→ What this task involves
Report every line of the data that includes "floor".

→ Information shown
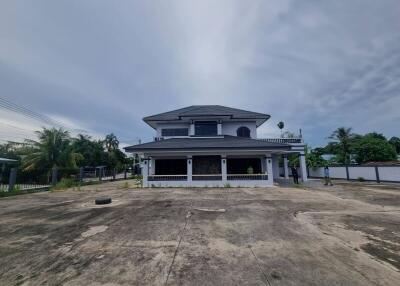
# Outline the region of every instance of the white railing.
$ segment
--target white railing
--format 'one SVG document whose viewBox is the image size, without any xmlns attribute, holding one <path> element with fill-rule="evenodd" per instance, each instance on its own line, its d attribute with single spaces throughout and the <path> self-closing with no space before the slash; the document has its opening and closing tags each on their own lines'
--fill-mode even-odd
<svg viewBox="0 0 400 286">
<path fill-rule="evenodd" d="M 257 140 L 270 143 L 299 144 L 303 143 L 302 138 L 259 138 Z"/>
<path fill-rule="evenodd" d="M 192 175 L 193 181 L 222 181 L 222 174 Z"/>
<path fill-rule="evenodd" d="M 187 175 L 149 175 L 148 181 L 186 181 Z"/>
<path fill-rule="evenodd" d="M 227 175 L 228 181 L 240 181 L 240 180 L 259 180 L 264 181 L 268 180 L 267 174 L 228 174 Z"/>
<path fill-rule="evenodd" d="M 228 181 L 240 181 L 240 180 L 256 180 L 266 181 L 268 180 L 267 174 L 227 174 Z M 149 175 L 148 181 L 187 181 L 187 175 Z M 192 175 L 193 181 L 222 181 L 222 174 L 203 174 L 203 175 Z"/>
</svg>

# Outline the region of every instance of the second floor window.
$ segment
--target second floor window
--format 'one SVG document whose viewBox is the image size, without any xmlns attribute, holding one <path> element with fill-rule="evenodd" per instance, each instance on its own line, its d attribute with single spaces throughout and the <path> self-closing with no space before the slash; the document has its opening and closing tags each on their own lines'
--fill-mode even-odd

→ Task result
# Outline the region of every instance of the second floor window.
--target second floor window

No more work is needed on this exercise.